* START *

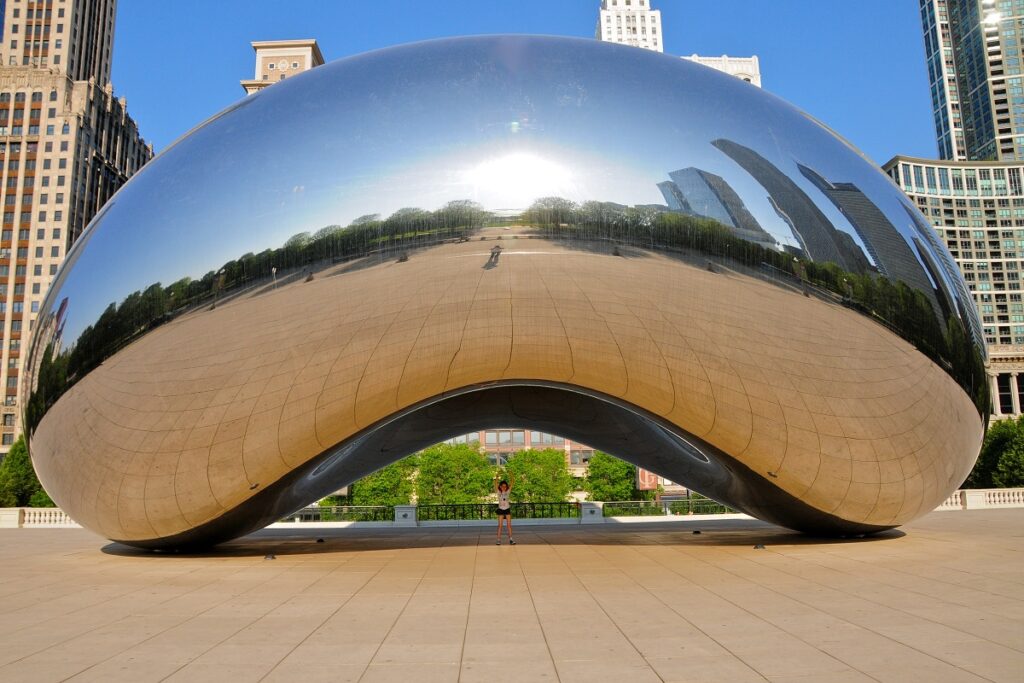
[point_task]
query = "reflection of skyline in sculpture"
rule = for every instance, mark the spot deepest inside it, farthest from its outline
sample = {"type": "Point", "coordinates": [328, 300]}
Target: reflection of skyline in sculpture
{"type": "Point", "coordinates": [257, 347]}
{"type": "Point", "coordinates": [890, 252]}
{"type": "Point", "coordinates": [964, 302]}
{"type": "Point", "coordinates": [699, 193]}
{"type": "Point", "coordinates": [817, 235]}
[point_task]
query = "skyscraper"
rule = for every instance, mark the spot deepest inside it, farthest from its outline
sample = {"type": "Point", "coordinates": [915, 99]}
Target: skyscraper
{"type": "Point", "coordinates": [630, 23]}
{"type": "Point", "coordinates": [974, 67]}
{"type": "Point", "coordinates": [67, 144]}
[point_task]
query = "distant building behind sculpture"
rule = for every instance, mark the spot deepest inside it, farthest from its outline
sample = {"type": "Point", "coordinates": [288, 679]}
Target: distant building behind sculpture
{"type": "Point", "coordinates": [636, 23]}
{"type": "Point", "coordinates": [630, 23]}
{"type": "Point", "coordinates": [747, 69]}
{"type": "Point", "coordinates": [276, 59]}
{"type": "Point", "coordinates": [972, 50]}
{"type": "Point", "coordinates": [67, 144]}
{"type": "Point", "coordinates": [977, 209]}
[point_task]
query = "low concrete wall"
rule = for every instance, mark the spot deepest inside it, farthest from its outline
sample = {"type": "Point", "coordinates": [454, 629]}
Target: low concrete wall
{"type": "Point", "coordinates": [590, 513]}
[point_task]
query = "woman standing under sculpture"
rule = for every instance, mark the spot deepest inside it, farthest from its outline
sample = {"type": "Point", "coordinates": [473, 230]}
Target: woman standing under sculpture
{"type": "Point", "coordinates": [502, 488]}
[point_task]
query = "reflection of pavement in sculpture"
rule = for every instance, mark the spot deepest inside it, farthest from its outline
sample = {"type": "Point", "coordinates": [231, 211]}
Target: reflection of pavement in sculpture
{"type": "Point", "coordinates": [835, 409]}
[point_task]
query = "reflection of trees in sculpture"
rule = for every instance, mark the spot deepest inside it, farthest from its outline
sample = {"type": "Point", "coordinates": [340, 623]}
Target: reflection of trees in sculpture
{"type": "Point", "coordinates": [907, 311]}
{"type": "Point", "coordinates": [140, 311]}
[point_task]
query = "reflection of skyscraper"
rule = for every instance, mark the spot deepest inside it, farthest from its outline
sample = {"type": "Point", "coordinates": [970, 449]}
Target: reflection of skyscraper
{"type": "Point", "coordinates": [889, 250]}
{"type": "Point", "coordinates": [816, 233]}
{"type": "Point", "coordinates": [702, 194]}
{"type": "Point", "coordinates": [673, 197]}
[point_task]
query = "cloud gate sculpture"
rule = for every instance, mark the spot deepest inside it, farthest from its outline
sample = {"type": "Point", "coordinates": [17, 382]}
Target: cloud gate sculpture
{"type": "Point", "coordinates": [596, 241]}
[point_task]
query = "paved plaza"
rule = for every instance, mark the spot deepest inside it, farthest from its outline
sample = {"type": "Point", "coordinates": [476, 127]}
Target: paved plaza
{"type": "Point", "coordinates": [941, 599]}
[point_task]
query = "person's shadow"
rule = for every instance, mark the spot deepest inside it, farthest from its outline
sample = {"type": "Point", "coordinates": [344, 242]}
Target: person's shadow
{"type": "Point", "coordinates": [496, 253]}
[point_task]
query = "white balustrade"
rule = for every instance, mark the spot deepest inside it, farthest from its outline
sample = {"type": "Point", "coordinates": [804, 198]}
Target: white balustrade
{"type": "Point", "coordinates": [51, 517]}
{"type": "Point", "coordinates": [965, 499]}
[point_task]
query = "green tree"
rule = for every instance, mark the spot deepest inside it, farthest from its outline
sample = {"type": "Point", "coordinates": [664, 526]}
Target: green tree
{"type": "Point", "coordinates": [609, 478]}
{"type": "Point", "coordinates": [999, 438]}
{"type": "Point", "coordinates": [541, 476]}
{"type": "Point", "coordinates": [1010, 470]}
{"type": "Point", "coordinates": [18, 485]}
{"type": "Point", "coordinates": [389, 485]}
{"type": "Point", "coordinates": [453, 474]}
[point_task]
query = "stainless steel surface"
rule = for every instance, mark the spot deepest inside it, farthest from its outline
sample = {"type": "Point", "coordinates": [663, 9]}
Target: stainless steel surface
{"type": "Point", "coordinates": [603, 242]}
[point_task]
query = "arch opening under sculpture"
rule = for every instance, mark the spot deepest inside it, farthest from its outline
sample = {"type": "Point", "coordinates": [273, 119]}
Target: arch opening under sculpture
{"type": "Point", "coordinates": [600, 421]}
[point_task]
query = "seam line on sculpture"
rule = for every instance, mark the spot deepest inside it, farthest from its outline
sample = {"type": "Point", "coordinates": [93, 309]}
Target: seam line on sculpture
{"type": "Point", "coordinates": [611, 335]}
{"type": "Point", "coordinates": [462, 335]}
{"type": "Point", "coordinates": [419, 333]}
{"type": "Point", "coordinates": [565, 334]}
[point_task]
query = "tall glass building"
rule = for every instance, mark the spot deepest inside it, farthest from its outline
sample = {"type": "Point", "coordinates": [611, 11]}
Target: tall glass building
{"type": "Point", "coordinates": [973, 51]}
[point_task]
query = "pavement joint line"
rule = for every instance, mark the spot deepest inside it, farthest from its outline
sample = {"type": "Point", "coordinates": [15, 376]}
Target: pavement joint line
{"type": "Point", "coordinates": [89, 631]}
{"type": "Point", "coordinates": [696, 627]}
{"type": "Point", "coordinates": [325, 620]}
{"type": "Point", "coordinates": [765, 586]}
{"type": "Point", "coordinates": [889, 606]}
{"type": "Point", "coordinates": [401, 611]}
{"type": "Point", "coordinates": [537, 613]}
{"type": "Point", "coordinates": [761, 619]}
{"type": "Point", "coordinates": [559, 554]}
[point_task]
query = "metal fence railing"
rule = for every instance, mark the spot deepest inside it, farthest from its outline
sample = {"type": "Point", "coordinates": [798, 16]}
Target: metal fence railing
{"type": "Point", "coordinates": [343, 513]}
{"type": "Point", "coordinates": [692, 506]}
{"type": "Point", "coordinates": [458, 512]}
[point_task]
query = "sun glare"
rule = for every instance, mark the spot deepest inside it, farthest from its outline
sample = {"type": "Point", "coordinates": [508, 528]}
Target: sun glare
{"type": "Point", "coordinates": [515, 180]}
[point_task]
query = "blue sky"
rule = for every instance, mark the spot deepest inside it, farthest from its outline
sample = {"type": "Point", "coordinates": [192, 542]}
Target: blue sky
{"type": "Point", "coordinates": [858, 67]}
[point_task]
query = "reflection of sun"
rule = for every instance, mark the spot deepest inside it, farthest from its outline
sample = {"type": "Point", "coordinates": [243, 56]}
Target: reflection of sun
{"type": "Point", "coordinates": [516, 179]}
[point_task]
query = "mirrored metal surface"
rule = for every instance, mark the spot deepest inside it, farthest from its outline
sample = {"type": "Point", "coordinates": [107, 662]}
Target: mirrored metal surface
{"type": "Point", "coordinates": [620, 246]}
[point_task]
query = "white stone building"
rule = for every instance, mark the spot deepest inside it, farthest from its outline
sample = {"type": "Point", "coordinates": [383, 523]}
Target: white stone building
{"type": "Point", "coordinates": [748, 69]}
{"type": "Point", "coordinates": [630, 23]}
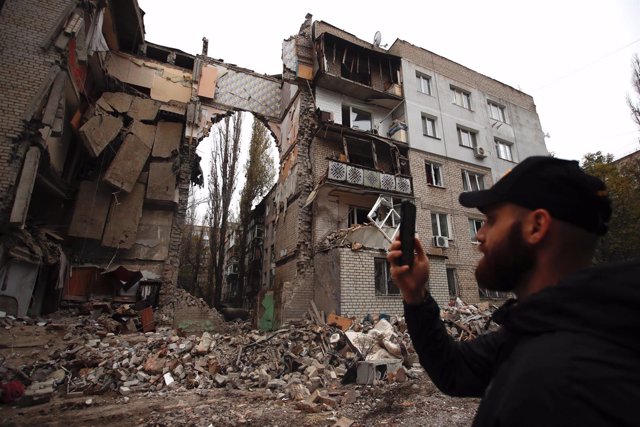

* END *

Pick out each line of the data above that contains the word "steel", and copy those lines.

Complete response
query = "stainless steel surface"
Target: stainless steel surface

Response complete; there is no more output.